*Exercise requirements*.
#1 According to the Jailbreak Foundry summary, which dataset and judge does JBF-EVAL use by default?
#2 Copy word for word the stretch of the Jailbreak Foundry summary from "Additional analysis of" through "of model security.".
#3 Resume the Jailbreak Foundry summary after its final sentence and keep it going.

*Extract provided*.
'''
Additional analysis of the original ArXiv paper
📋 Original Paper Title and Abstract
Jailbreak Foundry: From Papers to Runnable Attacks for Reproducible Benchmarking
🔍 ShortSpan Analysis of the Paper
Problem
The paper addresses a practical gap in evaluation of jailbreak attacks on large language models: jailbreak techniques evolve far faster than benchmarks, yielding stale and incomparable robustness estimates across papers. Manual integration of new attacks into evaluation frameworks is slow, error prone and dependent on individual engineers, which prevents timely, apples-to-apples comparisons and longitudinal tracking of model security.
Approach
The authors present JAILBREAK FOUNDRY (JBF), a system that automatically converts jailbreak research papers into runnable attack modules and evaluates them under a unified harness. JBF has three components: JBF-LIB, a shared library that defines a stable module contract and reusable runtime utilities; JBF-FORGE, a multi-agent planner–coder–auditor pipeline that translates a paper into a JBF-LIB-compatible module; and JBF-EVAL, a standardised evaluation runner that fixes datasets, execution protocols and judging. The FORGE pipeline uses three agent roles: a planner that extracts a structured specification from the paper, a coder that implements the module according to the contract, and an auditor that performs line-referenced static fidelity checks. When reproductions undershoot reported results substantially, an enhanced refinement pass performs read-only gap analysis and scoped patches using a longer-running agent. JBF-EVAL runs reproduced attacks on a common dataset and judge (AdvBench with a GPT-4o judge by default) across multiple victim models and records standard artefacts and metrics.
'''
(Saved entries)
'''
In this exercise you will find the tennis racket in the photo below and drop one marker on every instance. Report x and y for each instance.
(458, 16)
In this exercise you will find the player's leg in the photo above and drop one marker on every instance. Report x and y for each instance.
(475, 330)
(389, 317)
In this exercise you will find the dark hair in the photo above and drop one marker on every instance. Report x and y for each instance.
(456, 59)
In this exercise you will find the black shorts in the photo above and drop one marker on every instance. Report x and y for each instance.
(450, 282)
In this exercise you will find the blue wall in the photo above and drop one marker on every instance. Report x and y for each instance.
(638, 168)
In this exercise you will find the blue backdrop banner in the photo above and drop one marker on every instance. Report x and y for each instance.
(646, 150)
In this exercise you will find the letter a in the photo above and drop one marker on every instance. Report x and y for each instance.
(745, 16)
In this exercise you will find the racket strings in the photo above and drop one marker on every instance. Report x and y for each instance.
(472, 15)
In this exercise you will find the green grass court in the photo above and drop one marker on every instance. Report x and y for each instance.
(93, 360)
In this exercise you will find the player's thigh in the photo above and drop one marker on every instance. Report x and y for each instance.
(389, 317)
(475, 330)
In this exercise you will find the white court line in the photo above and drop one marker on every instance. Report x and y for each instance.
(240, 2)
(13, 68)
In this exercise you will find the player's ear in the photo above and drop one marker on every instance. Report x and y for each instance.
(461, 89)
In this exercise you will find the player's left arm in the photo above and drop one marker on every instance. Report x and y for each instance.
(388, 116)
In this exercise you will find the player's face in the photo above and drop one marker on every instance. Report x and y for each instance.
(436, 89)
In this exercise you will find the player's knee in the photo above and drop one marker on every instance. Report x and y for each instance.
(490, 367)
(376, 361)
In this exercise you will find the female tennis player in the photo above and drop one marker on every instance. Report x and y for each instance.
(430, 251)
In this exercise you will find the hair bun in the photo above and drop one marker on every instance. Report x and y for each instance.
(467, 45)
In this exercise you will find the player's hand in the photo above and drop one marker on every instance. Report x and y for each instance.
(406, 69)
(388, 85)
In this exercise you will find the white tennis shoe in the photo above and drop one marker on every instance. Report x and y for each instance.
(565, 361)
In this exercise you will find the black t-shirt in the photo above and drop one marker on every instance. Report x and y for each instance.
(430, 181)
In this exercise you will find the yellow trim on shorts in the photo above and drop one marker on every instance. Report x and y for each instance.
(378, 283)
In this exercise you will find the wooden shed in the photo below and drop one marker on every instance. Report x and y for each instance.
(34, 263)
'''
*Numbered answers*.
#1 AdvBench with a GPT-4o judge.

#2
Additional analysis of the original ArXiv paper
📋 Original Paper Title and Abstract
Jailbreak Foundry: From Papers to Runnable Attacks for Reproducible Benchmarking
🔍 ShortSpan Analysis of the Paper
Problem
The paper addresses a practical gap in evaluation of jailbreak attacks on large language models: jailbreak techniques evolve far faster than benchmarks, yielding stale and incomparable robustness estimates across papers. Manual integration of new attacks into evaluation frameworks is slow, error prone and dependent on individual engineers, which prevents timely, apples-to-apples comparisons and longitudinal tracking of model security.

#3
Key Findings
- High-fidelity reproduction: Across 30 reproduced attacks, JBF achieves a mean reproduced minus reported attack success rate deviation of +0.26 percentage points, with an overall range from −16.0 to +20.0 percentage points.
- Efficiency: FORGE produces benchmark-ready modules quickly—mean synthesis time 28.2 minutes and median 25.0 minutes, with 82% of runs finishing within 60 minutes.
- Engineering compression and reuse: Integrating 22 attacks with official code reduced total lines of code from 22,714 to 9,549, a compression ratio of 0.42, and on average 82.5% of the integrated codebase derives from shared framework infrastructure while 17.5% is attack-specific.
- Value of reference repositories: For a sample of five methods, including scaffold-heavy ones, using the authors' runnable repositories raised mean ASR from 66.5% to 86.3%, indicating repositories clarify implicit defaults and scaffolding.
- Robust attacks transfer broadly: Under a standardised AdvBench harness across 10 victim models, many reproduced attacks retain high effectiveness. At moderate thresholds, 20 of 30 attacks achieve at least 50% ASR on six or more victims; several attacks exceed 90% ASR on multiple victims.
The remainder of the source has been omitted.